▶ Document extract:
>> START
Baby Steps for a Chinese Giant
By Dexter Roberts
Even at the relatively late hour of just past nine in the evening, I was met at the airport by one of the friendly and capable deputy directors from the local China Foreign Affairs office. This is the government organization that deals with foreigners in the Middle Kingdom, including arranging interviews for traveling journalists. A sleek black Audi was waiting outside to whisk me to my hotel in the new section of Qingdao, the seaside town on China's Shandong penninsula.
Nice time to be visiting, I thought. I had escaped the 95-plus-degree heat baking Beijing for the coastal breezes of this lovely former colonial town, home to two of China's best-known companies. One is Tsingtao, the original spelling for the town I was in, and the name of the company making beer first brewed by Germans living here at the beginning of the 20th century. The other is the mainland's much newer star enterprise -- Haier Group, a $7.3 billion white-goods maker that has recently embarked on an ambitious overseas expansion, including a new American refrigerator factory in Camden, S.C.
Despite the town's beautiful architecture and great seafood, I still had mixed feelings. Earlier this year, I had come to Qingdao to report on Haier. The result was a BusinessWeek article questioning the wisdom of the group's fast overseas expansion, rapid diversification, the nature of its dealings with its listed subsidiary, as well as its financial health (see BW, 4/1/02, "Haier's Tough Trip from China".)
>> END
▶ Records provided:
>> START
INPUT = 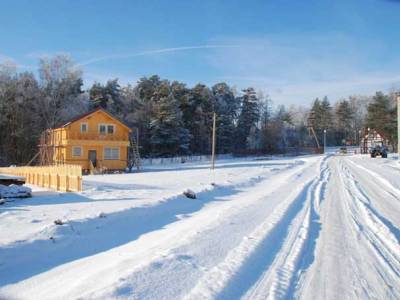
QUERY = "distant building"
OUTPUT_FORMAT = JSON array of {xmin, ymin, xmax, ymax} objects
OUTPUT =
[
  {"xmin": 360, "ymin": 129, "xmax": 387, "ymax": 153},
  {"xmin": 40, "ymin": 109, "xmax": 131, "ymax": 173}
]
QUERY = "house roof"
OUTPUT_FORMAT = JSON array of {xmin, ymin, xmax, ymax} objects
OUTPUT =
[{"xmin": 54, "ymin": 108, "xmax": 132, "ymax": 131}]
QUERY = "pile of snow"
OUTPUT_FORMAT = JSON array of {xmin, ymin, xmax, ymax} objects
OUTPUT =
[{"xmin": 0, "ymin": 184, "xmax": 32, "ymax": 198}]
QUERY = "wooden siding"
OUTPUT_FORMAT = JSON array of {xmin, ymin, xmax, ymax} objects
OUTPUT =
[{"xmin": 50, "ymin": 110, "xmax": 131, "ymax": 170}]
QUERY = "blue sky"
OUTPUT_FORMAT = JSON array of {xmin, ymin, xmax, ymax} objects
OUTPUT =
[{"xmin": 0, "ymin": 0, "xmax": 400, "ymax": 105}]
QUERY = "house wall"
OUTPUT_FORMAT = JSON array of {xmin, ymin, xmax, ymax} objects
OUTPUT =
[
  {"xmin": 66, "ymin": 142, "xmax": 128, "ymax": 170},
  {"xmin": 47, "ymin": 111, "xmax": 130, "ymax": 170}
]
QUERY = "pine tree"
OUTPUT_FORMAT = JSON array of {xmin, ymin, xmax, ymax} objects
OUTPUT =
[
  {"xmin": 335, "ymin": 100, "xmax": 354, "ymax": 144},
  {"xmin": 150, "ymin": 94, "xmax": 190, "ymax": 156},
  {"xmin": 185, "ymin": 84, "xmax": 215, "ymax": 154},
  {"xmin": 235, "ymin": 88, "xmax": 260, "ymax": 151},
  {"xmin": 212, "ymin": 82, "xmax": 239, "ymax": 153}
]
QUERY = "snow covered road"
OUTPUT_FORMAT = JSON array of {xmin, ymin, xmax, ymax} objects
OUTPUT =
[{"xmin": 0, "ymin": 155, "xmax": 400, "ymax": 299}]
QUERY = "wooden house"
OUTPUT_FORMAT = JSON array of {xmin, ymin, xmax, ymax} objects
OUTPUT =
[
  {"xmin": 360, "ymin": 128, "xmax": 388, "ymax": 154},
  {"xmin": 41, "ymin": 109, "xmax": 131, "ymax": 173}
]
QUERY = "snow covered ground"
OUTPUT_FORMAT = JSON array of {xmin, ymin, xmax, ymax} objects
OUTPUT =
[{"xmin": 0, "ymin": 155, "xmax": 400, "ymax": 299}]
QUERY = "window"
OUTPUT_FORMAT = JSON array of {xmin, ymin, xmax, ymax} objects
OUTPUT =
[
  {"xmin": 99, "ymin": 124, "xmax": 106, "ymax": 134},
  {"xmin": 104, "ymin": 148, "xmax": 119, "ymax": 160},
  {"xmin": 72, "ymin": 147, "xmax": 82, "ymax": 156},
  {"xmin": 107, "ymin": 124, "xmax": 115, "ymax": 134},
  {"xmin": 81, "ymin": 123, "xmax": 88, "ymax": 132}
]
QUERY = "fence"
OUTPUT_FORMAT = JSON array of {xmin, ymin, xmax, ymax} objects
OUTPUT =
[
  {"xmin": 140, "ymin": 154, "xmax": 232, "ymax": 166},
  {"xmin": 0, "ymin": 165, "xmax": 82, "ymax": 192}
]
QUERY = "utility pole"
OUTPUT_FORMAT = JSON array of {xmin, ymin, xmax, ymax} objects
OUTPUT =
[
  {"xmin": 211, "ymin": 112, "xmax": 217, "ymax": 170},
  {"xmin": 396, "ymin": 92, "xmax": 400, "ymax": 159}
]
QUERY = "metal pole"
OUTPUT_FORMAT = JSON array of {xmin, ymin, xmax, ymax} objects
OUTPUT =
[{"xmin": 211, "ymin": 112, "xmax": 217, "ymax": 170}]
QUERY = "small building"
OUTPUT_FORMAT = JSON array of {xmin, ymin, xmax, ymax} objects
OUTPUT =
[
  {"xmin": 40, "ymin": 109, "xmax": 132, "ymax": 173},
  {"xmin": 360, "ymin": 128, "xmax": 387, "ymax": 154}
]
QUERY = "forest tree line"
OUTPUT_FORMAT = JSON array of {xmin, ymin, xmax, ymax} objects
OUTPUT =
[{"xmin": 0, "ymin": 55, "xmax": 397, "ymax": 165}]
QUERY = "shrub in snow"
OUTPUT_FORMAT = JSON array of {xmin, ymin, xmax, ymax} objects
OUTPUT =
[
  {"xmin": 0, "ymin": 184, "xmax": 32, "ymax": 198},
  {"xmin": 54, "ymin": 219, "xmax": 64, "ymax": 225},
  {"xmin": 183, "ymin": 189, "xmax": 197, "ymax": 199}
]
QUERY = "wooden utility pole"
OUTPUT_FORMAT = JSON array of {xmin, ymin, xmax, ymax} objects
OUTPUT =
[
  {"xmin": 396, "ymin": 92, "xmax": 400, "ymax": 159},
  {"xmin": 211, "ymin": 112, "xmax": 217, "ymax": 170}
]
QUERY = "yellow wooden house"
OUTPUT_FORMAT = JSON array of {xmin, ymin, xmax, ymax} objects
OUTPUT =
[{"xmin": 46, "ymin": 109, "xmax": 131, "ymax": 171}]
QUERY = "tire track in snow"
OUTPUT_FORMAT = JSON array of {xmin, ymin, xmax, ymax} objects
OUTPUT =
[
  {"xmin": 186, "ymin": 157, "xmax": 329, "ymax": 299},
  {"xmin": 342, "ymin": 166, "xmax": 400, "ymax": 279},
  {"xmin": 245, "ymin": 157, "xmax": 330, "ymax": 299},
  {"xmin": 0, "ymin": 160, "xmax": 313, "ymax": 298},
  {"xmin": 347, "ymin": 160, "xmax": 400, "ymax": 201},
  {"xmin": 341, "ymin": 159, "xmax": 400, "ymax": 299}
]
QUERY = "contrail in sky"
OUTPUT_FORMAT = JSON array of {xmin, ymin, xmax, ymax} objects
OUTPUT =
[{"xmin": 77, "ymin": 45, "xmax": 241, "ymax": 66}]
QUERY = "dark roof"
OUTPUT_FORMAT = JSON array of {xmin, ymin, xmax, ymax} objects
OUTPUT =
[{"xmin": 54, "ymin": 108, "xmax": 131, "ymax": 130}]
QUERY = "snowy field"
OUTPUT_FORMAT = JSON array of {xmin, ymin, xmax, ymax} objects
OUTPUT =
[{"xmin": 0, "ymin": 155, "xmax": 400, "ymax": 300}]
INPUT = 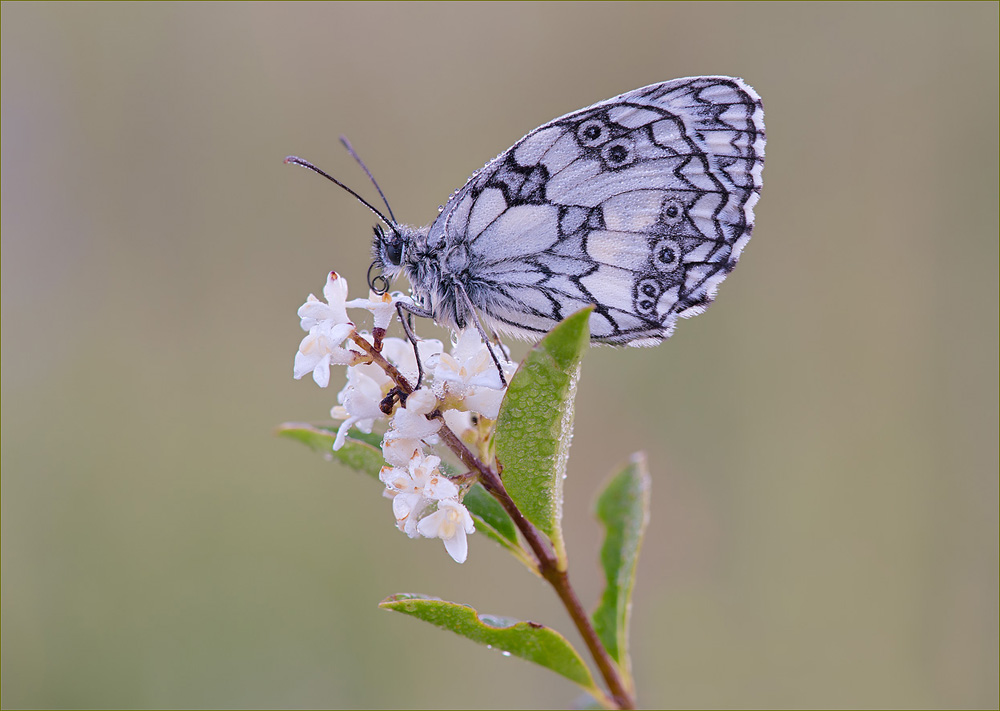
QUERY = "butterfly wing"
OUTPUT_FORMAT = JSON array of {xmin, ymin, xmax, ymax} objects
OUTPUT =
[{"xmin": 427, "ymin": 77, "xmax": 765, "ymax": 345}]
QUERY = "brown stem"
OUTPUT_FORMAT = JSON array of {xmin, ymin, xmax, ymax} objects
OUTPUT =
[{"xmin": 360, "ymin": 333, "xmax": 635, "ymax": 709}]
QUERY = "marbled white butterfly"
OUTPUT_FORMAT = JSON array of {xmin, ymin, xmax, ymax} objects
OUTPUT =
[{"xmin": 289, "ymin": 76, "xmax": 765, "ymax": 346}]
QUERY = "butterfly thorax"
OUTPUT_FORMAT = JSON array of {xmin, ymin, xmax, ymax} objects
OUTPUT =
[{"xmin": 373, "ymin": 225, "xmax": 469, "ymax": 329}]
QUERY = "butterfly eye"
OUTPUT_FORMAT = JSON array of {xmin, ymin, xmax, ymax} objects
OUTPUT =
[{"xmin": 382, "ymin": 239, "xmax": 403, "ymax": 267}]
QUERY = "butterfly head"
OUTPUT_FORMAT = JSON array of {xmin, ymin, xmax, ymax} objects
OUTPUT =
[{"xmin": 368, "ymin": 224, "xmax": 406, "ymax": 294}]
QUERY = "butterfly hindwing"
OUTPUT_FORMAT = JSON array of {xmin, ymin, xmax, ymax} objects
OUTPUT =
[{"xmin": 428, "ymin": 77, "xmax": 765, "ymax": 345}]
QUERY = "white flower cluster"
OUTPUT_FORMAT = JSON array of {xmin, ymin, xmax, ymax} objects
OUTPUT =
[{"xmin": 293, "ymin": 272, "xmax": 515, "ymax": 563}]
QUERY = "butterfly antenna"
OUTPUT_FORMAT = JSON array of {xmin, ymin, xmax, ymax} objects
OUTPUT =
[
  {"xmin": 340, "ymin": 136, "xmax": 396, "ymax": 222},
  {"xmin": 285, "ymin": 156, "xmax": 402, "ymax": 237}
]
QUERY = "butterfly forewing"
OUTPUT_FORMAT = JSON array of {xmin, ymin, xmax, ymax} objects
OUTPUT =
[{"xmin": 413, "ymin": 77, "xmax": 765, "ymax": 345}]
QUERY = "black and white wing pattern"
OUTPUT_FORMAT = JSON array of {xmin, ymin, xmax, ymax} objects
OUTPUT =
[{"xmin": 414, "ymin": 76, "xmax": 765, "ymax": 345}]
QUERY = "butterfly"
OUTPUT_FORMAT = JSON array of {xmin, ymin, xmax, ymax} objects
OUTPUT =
>> END
From the article about the trip to Qingdao, reproduce the passage from "Baby Steps for" to "China's Shandong penninsula.".

▶ Answer to this exercise:
Baby Steps for a Chinese Giant
By Dexter Roberts
Even at the relatively late hour of just past nine in the evening, I was met at the airport by one of the friendly and capable deputy directors from the local China Foreign Affairs office. This is the government organization that deals with foreigners in the Middle Kingdom, including arranging interviews for traveling journalists. A sleek black Audi was waiting outside to whisk me to my hotel in the new section of Qingdao, the seaside town on China's Shandong penninsula.